- [Required work]
List every line in the records below that contains the word "white".

◆ ◆ ◆ ◆

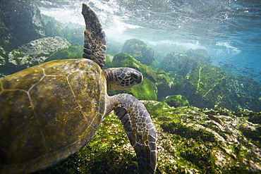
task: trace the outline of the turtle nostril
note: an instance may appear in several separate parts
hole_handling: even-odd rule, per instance
[[[138,79],[138,76],[137,76],[137,75],[135,75],[135,74],[132,74],[132,75],[131,75],[131,77],[132,77],[133,79],[134,79],[134,80]]]

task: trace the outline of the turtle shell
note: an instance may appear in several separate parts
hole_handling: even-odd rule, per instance
[[[47,62],[0,80],[0,173],[45,168],[78,151],[105,112],[106,79],[90,60]]]

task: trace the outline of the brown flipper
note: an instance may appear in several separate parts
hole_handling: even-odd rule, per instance
[[[154,173],[157,166],[157,135],[150,114],[132,95],[121,94],[111,97],[116,104],[115,114],[123,125],[136,152],[139,173]]]
[[[83,12],[86,28],[84,32],[83,57],[92,60],[102,68],[106,58],[106,37],[95,12],[83,4]]]

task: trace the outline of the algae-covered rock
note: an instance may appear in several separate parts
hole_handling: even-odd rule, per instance
[[[189,102],[183,95],[171,95],[166,97],[164,101],[170,106],[178,107],[189,106]]]
[[[0,45],[8,51],[44,35],[40,11],[30,0],[0,1]]]
[[[71,44],[61,37],[36,39],[23,44],[8,54],[8,63],[16,66],[28,68],[43,63],[58,50],[68,48]]]
[[[229,110],[142,102],[158,132],[156,174],[261,172],[260,124]],[[137,173],[137,169],[134,150],[111,113],[79,152],[37,173]]]
[[[59,59],[80,58],[83,57],[83,46],[79,44],[71,45],[68,48],[59,49],[49,56],[45,62]]]
[[[220,68],[202,66],[186,76],[178,87],[178,93],[190,104],[199,108],[226,108],[232,111],[248,108],[258,111],[260,85],[243,76],[231,75]]]
[[[186,76],[192,69],[199,66],[195,58],[186,54],[171,52],[168,54],[161,62],[161,68],[166,72],[173,71],[177,75]]]
[[[125,53],[115,55],[108,66],[133,68],[141,72],[144,75],[143,82],[139,86],[124,91],[111,91],[108,92],[109,94],[124,92],[132,94],[138,99],[157,100],[157,87],[154,83],[156,77],[151,68],[140,63],[140,61]]]
[[[127,40],[122,46],[121,52],[130,54],[142,63],[150,66],[154,58],[154,50],[147,46],[142,41],[131,39]]]
[[[190,49],[187,51],[186,51],[185,54],[190,57],[195,58],[202,65],[207,65],[207,66],[210,65],[210,63],[211,63],[210,56],[207,54],[207,51],[205,49]]]
[[[247,77],[228,75],[217,66],[195,68],[178,89],[179,94],[186,96],[191,105],[199,108],[260,111],[260,85]]]

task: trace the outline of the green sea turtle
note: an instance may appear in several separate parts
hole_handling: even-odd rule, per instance
[[[102,70],[106,39],[95,13],[83,4],[86,30],[83,58],[29,68],[0,80],[0,173],[46,168],[78,151],[114,110],[134,147],[139,172],[156,168],[156,131],[136,98],[107,90],[134,87],[142,74],[132,68]]]

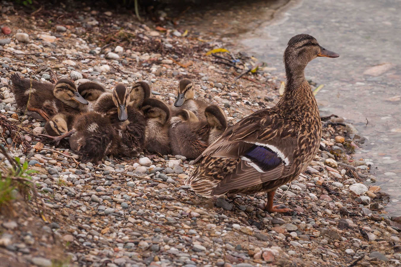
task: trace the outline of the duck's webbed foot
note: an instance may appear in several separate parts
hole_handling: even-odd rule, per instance
[[[59,136],[51,136],[50,135],[42,135],[42,134],[39,134],[38,135],[38,136],[42,137],[45,137],[46,138],[48,138],[49,139],[52,139],[52,141],[54,143],[56,143],[55,144],[56,145],[59,145],[59,143],[60,143],[60,141],[61,141],[62,140],[63,140],[64,138],[65,138],[66,137],[69,137],[71,136],[73,134],[75,133],[75,132],[77,130],[76,130],[75,129],[73,129],[71,130],[66,132],[64,135],[62,135]]]
[[[50,119],[50,116],[49,115],[49,114],[47,113],[46,112],[41,109],[40,108],[31,108],[28,107],[28,110],[30,111],[33,111],[34,112],[36,112],[38,113],[41,116],[43,117],[45,120],[47,121],[49,121]]]
[[[293,210],[289,208],[286,207],[283,204],[273,206],[273,197],[274,197],[274,193],[275,192],[275,191],[267,192],[268,202],[263,209],[270,213],[277,212],[280,213],[284,213],[286,212],[294,211]]]

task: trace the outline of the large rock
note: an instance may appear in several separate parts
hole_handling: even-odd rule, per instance
[[[368,188],[363,184],[357,183],[350,186],[350,190],[355,195],[361,196],[368,191]]]
[[[24,32],[17,32],[15,34],[15,38],[18,42],[23,43],[27,43],[29,41],[29,36],[27,33]]]

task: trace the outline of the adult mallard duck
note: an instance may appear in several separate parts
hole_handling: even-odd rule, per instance
[[[189,79],[182,79],[180,81],[177,92],[177,99],[171,107],[173,116],[182,109],[192,111],[199,119],[205,119],[205,110],[208,104],[198,99],[194,99],[195,86]]]
[[[199,165],[185,183],[207,197],[267,192],[266,210],[291,211],[273,206],[274,192],[310,163],[322,134],[318,105],[304,70],[317,56],[338,56],[308,34],[291,38],[284,53],[287,82],[282,98],[273,108],[228,127],[195,160]]]
[[[78,92],[74,82],[61,79],[55,85],[11,75],[13,92],[20,108],[38,113],[46,120],[60,111],[86,111],[89,103]]]
[[[206,120],[198,120],[192,111],[183,109],[180,112],[178,116],[182,121],[170,127],[168,132],[173,155],[195,159],[223,134],[227,127],[223,110],[211,105],[206,108],[205,114]]]

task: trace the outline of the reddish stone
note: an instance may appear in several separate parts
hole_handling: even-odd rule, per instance
[[[1,33],[3,34],[9,34],[11,33],[11,29],[8,27],[3,27],[1,28]]]
[[[326,200],[328,201],[331,201],[332,200],[331,197],[328,196],[327,195],[324,194],[320,195],[320,199]]]
[[[265,251],[262,256],[263,257],[263,259],[267,262],[273,262],[274,261],[274,256],[270,251]]]

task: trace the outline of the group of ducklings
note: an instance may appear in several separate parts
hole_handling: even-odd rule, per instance
[[[138,82],[112,89],[94,82],[77,88],[61,79],[55,84],[11,76],[20,109],[47,121],[48,135],[57,143],[69,137],[70,146],[83,162],[97,163],[105,156],[138,156],[142,149],[162,155],[198,157],[227,127],[221,108],[194,99],[190,80],[179,82],[173,105],[150,98],[150,88]]]

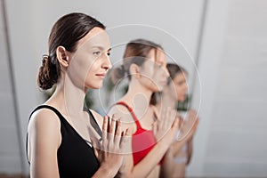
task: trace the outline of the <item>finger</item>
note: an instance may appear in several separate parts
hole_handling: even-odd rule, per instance
[[[157,124],[157,122],[153,122],[153,124],[152,124],[152,131],[154,133],[154,135],[156,135],[156,134],[158,132],[158,124]]]
[[[117,121],[117,129],[116,129],[116,134],[115,134],[115,138],[114,138],[114,144],[119,148],[119,142],[121,140],[121,136],[123,134],[123,132],[121,132],[121,122],[120,120]]]
[[[129,148],[131,147],[130,138],[131,138],[131,131],[129,128],[127,128],[125,132],[123,132],[123,136],[121,137],[119,142],[119,148],[122,150],[122,153],[126,153],[126,150],[129,150]]]
[[[109,125],[109,117],[105,116],[102,125],[102,143],[104,145],[104,149],[106,149],[107,140],[108,140],[108,125]]]
[[[94,139],[93,137],[91,137],[91,142],[92,142],[92,147],[94,152],[95,157],[99,159],[99,152],[101,150],[100,149],[100,143],[97,141],[97,139]]]
[[[109,120],[109,137],[113,137],[115,135],[117,126],[117,118],[115,115],[112,115],[111,120]]]

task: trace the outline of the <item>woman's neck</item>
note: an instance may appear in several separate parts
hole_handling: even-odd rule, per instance
[[[133,109],[142,109],[150,105],[151,95],[150,90],[139,83],[130,82],[126,94],[120,101],[125,101]]]
[[[176,105],[176,100],[168,92],[163,91],[160,100],[161,107],[170,107],[171,109],[174,109]]]
[[[74,85],[66,75],[59,79],[54,93],[46,103],[55,106],[67,117],[77,117],[83,112],[85,96],[85,91]]]

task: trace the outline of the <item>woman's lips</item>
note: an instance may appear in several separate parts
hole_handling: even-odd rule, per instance
[[[101,77],[101,78],[104,78],[106,74],[95,74],[95,76]]]

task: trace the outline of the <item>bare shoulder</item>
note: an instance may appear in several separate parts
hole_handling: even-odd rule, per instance
[[[115,115],[117,118],[119,118],[125,128],[135,130],[135,124],[130,110],[123,105],[117,104],[109,108],[107,114],[109,117]]]
[[[53,110],[40,109],[35,111],[28,122],[28,131],[31,129],[59,129],[61,121]]]
[[[28,126],[28,160],[36,154],[38,158],[56,153],[61,142],[61,121],[51,109],[41,109],[35,111]]]
[[[96,112],[95,110],[93,110],[91,109],[89,110],[92,112],[93,117],[95,118],[95,120],[98,124],[98,125],[101,128],[101,125],[103,125],[103,117],[101,115],[100,115],[98,112]]]

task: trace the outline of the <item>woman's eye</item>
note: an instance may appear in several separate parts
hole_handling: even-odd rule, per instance
[[[99,55],[101,53],[100,52],[93,52],[93,55]]]

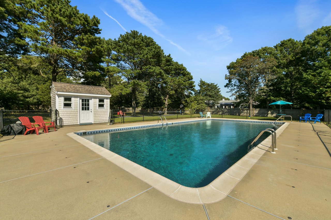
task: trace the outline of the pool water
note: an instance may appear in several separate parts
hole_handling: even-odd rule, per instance
[[[179,184],[200,187],[243,157],[268,128],[277,127],[208,120],[83,137]],[[269,134],[265,134],[261,141]]]

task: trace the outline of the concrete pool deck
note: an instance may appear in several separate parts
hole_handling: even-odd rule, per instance
[[[264,153],[225,199],[202,204],[166,196],[67,135],[152,123],[67,127],[0,139],[0,219],[331,216],[331,158],[327,150],[331,149],[331,129],[323,124],[290,124],[277,138],[276,154]]]

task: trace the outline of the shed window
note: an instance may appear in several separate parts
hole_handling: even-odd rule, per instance
[[[105,99],[98,99],[98,108],[105,108]]]
[[[63,108],[72,108],[72,97],[63,97]]]

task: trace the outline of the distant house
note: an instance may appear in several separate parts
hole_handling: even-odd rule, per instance
[[[237,101],[237,100],[225,100],[223,98],[219,103],[214,104],[214,106],[215,108],[234,108],[235,103]]]
[[[52,118],[61,127],[107,123],[111,96],[102,87],[52,82]]]

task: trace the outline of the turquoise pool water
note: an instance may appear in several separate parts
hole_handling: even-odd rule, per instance
[[[208,120],[83,137],[181,185],[200,187],[239,160],[268,128],[277,127]]]

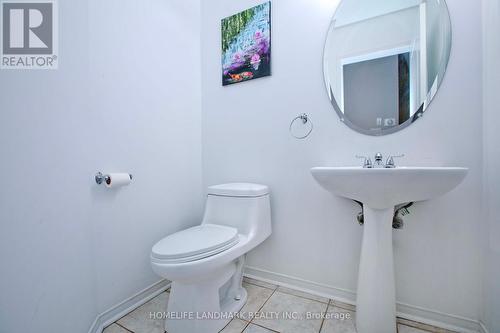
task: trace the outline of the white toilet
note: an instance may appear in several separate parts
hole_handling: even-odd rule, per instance
[[[234,183],[208,188],[201,225],[153,246],[151,265],[172,281],[168,333],[216,333],[241,310],[245,254],[271,234],[269,189]]]

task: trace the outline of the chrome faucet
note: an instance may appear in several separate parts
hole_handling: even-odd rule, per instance
[[[373,169],[373,168],[386,168],[386,169],[394,169],[396,167],[396,163],[394,162],[395,158],[404,157],[404,154],[401,155],[391,155],[387,158],[387,161],[384,164],[384,157],[382,153],[375,154],[375,162],[372,163],[372,160],[367,156],[359,156],[356,155],[356,158],[362,158],[363,168],[365,169]]]

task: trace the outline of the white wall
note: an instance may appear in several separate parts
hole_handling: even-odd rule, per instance
[[[484,209],[483,228],[483,311],[488,330],[500,332],[500,6],[484,0]]]
[[[87,332],[202,211],[199,3],[59,6],[59,70],[0,71],[1,333]]]
[[[477,319],[482,175],[481,8],[449,0],[454,41],[446,78],[425,117],[385,137],[342,124],[322,75],[323,46],[337,1],[273,1],[273,76],[220,83],[220,19],[258,0],[202,3],[205,185],[252,181],[272,189],[273,235],[248,264],[354,291],[363,229],[356,204],[314,183],[309,168],[359,164],[355,154],[406,153],[404,165],[470,168],[443,198],[418,203],[394,233],[397,299]],[[290,120],[307,112],[312,136],[294,140]]]
[[[90,133],[97,133],[89,138],[90,167],[134,175],[122,191],[91,190],[104,311],[158,281],[152,245],[201,219],[200,6],[194,0],[90,4],[87,115],[96,120]]]

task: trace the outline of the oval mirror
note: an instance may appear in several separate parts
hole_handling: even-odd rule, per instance
[[[444,0],[343,0],[325,45],[330,100],[360,133],[397,132],[429,107],[450,50]]]

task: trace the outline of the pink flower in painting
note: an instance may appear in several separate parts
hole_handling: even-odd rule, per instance
[[[235,62],[241,61],[241,54],[240,53],[235,53],[234,54],[234,61]]]
[[[260,55],[258,53],[255,53],[252,58],[250,59],[250,63],[252,64],[253,68],[255,70],[259,69],[260,66]]]

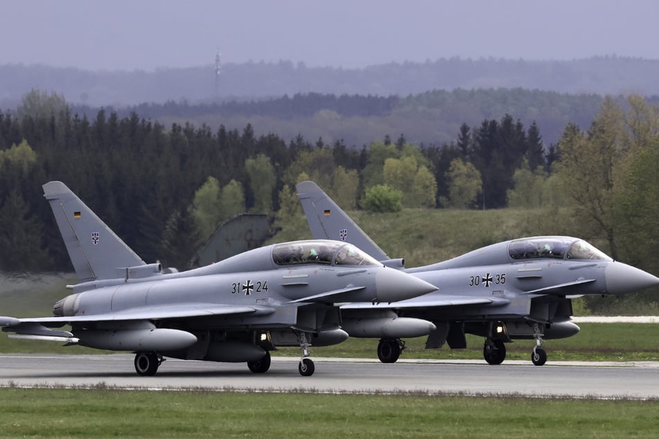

◆ ◆ ◆ ◆

- [Result]
task: trace the outline of the white toilet
task: trace the outline of the white wall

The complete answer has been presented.